## [EXERCISE]
Extend the Plasmid 3 cloning protocol beyond its last step, adding the next numbered steps in the same style.

## [TEXT EXCERPT]
+--

Plasmid 3 (BBa_I739204)

  1. Digest BBa_I739006(cI), BBa_I739010(RFP) and the plasmid BBa_I739204 with EcoRI/PstI.
  2. Digest BBa_I739007(P22 cII) and BBa_I739011(GFP) with XbaI/PstI.
  3. Ligate digested BBa_I739006(cI) and digested plasmid BBa_I739204.
  4. Ligate digested BBa_I739010(RFP) and the plasmid BBa_I739204.
  5. Digest BBa_I739006(cI) in BBa_I739204 with SpeI/PstI.
  6. Digest BBa_I739010(RFP) in BBa_I739204 with SpeI/PstI.
  7. Ligate digested BBa_I739006(cI) in BBa_I739204 with digested BBa_I739007(P22 cII). You get a plasmid containing a BBa_I739006(cI).BBa_I739007(P22 cII) composite part.

+--

## [ENTRIES SHOWN]
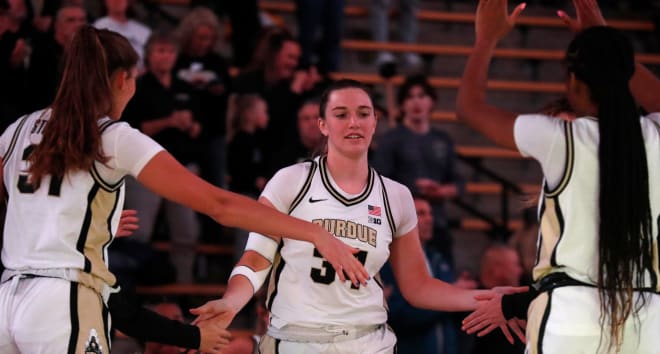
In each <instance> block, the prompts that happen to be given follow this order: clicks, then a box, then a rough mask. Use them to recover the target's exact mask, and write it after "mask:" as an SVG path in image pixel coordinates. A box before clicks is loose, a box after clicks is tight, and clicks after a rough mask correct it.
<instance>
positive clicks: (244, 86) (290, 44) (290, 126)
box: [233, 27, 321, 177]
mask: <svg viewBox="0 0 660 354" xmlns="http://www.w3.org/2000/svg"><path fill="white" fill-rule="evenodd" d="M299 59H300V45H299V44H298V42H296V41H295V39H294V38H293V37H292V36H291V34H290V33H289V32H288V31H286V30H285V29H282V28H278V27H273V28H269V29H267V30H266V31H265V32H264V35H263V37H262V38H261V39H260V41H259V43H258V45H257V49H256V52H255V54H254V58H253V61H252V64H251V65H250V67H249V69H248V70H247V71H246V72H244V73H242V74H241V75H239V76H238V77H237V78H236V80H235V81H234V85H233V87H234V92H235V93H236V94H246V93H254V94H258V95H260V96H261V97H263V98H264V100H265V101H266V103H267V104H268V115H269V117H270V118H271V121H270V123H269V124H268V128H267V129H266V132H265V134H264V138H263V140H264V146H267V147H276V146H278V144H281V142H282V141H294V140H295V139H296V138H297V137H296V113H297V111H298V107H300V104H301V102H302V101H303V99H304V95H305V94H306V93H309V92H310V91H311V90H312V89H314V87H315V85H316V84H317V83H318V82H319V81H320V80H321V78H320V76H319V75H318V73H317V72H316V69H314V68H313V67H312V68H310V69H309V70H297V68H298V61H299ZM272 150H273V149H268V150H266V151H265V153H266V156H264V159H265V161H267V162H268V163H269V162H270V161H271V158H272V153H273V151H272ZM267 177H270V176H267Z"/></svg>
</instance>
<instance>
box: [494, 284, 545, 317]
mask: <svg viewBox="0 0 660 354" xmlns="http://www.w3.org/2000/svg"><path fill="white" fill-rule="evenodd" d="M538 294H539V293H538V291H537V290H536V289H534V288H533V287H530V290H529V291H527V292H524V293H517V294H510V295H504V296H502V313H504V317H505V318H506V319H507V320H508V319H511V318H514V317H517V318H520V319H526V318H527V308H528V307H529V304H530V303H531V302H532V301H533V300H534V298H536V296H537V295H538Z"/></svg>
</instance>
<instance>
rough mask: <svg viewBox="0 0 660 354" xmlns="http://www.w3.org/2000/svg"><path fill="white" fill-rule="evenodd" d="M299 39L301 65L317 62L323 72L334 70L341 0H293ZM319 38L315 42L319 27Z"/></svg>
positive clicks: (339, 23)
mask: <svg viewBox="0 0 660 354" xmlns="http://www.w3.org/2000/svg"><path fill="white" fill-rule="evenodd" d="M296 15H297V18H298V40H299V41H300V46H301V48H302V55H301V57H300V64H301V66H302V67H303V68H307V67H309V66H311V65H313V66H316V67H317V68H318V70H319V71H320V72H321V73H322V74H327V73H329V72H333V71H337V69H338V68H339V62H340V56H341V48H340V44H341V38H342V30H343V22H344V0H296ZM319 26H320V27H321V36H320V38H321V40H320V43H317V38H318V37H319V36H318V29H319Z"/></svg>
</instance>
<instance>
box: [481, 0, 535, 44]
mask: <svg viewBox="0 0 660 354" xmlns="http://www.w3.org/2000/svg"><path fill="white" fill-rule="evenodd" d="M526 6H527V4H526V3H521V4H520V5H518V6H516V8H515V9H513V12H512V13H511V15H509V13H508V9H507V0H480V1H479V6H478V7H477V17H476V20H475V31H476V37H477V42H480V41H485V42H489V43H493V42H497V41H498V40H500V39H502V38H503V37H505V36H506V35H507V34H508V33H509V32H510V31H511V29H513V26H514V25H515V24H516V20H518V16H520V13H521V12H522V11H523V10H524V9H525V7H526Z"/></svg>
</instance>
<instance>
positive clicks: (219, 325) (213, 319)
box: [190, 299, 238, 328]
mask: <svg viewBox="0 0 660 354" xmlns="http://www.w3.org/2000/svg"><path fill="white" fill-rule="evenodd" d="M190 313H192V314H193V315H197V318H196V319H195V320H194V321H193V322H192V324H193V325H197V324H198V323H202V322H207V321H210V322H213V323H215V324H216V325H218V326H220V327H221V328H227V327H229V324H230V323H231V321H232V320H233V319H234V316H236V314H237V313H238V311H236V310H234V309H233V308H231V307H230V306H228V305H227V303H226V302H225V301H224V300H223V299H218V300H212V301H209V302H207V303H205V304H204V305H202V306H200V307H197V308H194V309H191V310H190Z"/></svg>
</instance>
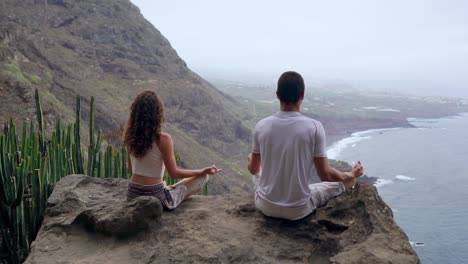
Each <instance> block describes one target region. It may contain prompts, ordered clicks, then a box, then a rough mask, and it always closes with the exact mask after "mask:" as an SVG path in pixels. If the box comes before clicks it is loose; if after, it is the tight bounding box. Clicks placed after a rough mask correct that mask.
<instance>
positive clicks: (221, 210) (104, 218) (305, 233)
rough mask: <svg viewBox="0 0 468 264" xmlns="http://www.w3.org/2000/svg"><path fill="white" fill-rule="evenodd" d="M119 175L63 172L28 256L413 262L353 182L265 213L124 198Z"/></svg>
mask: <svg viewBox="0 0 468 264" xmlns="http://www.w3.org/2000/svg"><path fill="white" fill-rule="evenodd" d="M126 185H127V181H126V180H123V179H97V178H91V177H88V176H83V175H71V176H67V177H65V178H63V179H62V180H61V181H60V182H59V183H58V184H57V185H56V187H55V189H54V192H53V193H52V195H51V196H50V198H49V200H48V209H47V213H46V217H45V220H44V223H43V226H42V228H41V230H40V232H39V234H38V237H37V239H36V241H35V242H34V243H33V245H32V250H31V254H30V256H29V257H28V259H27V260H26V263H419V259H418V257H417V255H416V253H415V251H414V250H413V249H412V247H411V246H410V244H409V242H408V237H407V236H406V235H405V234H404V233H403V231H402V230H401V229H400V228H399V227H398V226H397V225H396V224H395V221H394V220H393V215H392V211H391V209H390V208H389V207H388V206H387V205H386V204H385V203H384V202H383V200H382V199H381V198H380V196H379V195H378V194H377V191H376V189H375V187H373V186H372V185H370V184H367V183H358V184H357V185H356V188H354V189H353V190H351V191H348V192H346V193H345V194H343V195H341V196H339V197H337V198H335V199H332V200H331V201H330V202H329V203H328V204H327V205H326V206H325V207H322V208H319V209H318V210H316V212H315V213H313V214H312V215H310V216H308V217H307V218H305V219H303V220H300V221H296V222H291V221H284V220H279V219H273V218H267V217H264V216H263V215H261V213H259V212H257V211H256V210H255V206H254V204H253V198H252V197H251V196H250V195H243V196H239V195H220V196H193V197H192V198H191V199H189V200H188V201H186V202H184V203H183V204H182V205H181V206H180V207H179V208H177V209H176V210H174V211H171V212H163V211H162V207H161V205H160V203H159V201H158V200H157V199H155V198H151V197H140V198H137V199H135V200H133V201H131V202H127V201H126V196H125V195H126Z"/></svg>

+--

## [ANSWER SPACE]
  8. Ligate digested BBa_I739010(RFP) in BBa_I739204 with BBa_I739011(GFP). You get a plasmid containing a BBa_I739010(RFP).BBa_I739011(GFP) composite part.
  9. Digest BBa_I739006(cI).BBa_I739007(P22 cII) with SpeI/PstI.
  10. Digest BBa_I739010(RFP).BBa_I739011(GFP) with XbaI/PstI.
  11. Ligate digested BBa_I739006(cI).BBa_I739007(P22 cII) and digested BBa_I739010(RFP).BBa_I739011(GFP). You get the completed plasmid containing the BBa_I739006(cI).BBa_I739007(P22 cII).BBa_I739010(RFP).BBa_I739011(GFP) composite part.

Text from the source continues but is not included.